**Document segment**
- - -

This article first appeared in Make: Volume 41.

Despite the billions invested in educational technologies in schools each year, few controlled research studies can document scalable gains in learning. New technologies do not automatically translate into improved learning. Desktop 3D printers have now become affordable enough to place in schools, which are acquiring them by the thousands, facilitated by crowd-sourced initiatives such as Donors Choose and Kickstarter.

In 2010, Hod Lipson, director of Cornell University’s Creative Machines Lab, challenged a group of educators at the National Technology Leadership Summit to plan for the introduction of 3D printers to schools, asking: “If you could rewind the clock and introduce microcomputers in schools again, what might you do differently?”

What Lipson was asking is: How can emergent technologies be deployed to create new opportunities for effective and engaging learning in schools? As professors and faculty at the University of Virginia, we responded, collaborating with local schools to establish a K-12 Design Laboratory. It was to be a test bed for developing curricula based on digital fabrication, including 3D printing.

Figure-1

A Lab School student examines a 3D print in progress.

The promising results led to a joint venture between the Charlottesville and Albemarle school systems and the University of Virginia, established with support from grants from the National Science Foundation, the Commonwealth of Virginia, and local government. Two middle school sites, the Buford Engineering Design Academy and the Sutherland Engineering Design Academy, were launched at the beginning of the 2013-2014 school year.

- - -

**Material provided**

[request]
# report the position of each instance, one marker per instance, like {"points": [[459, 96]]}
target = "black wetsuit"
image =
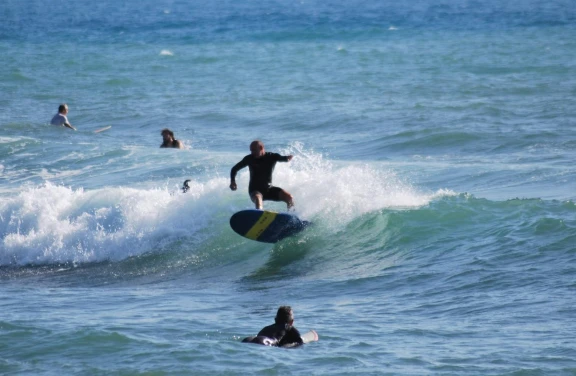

- - -

**Challenges**
1. According to the article on 3D printers in schools, which two middle school sites opened at the start of the 2013-2014 school year?
2. Carry the article on 3D printers in schools forward from its final sentence.

**Responses**
1. The Buford Engineering Design Academy and the Sutherland Engineering Design Academy.

2.
A glimpse of a Lab School classroom reveals students working on projects in small groups, with 3D printers arrayed along the walls — one for every four students. Other fabrication technologies, such as computer-controlled die cutters, drawers of microelectronic components, sensors, motors and actuators, soldering stations, hand tools, and even laser cutters and CNC machines are readily available. Student projects are open-ended to incorporate engineering design into science teaching.

Figure-2

Lab School students used 3D printing to reconstruct the Morse-Vail telegraph relay.

It was here, with the help of curators from the Smithsonian’s National Museum of American History, that two Lab School students, Jenn and Nate, reconstructed the Morse-Vail telegraph and relay. They used Alfred Vail’s 1845 description of the device to design a modern version using digital fabrication technologies.

The work of makers such as Samuel Morse, Benjamin Franklin, Joseph Henry, and Alexander Graham Bell illuminates the process of invention and innovation. Their seminal discoveries are more accessible and easier for novices to understand than many modern techniques. The functions of the electromechanical systems of this era have tangible components that can be deconstructed and understood. During the initial years of the U.S. patent office, submission of a working model as a proof-of-concept was required for a patent. A selection of these patent models are now housed in the Smithsonian.

 Patent model of the 1854 Page motor, US Patent #10480.

Patent model of the 1854 Page motor, US Patent #10480.

An 1885 reproduction

An 1885 reproduction.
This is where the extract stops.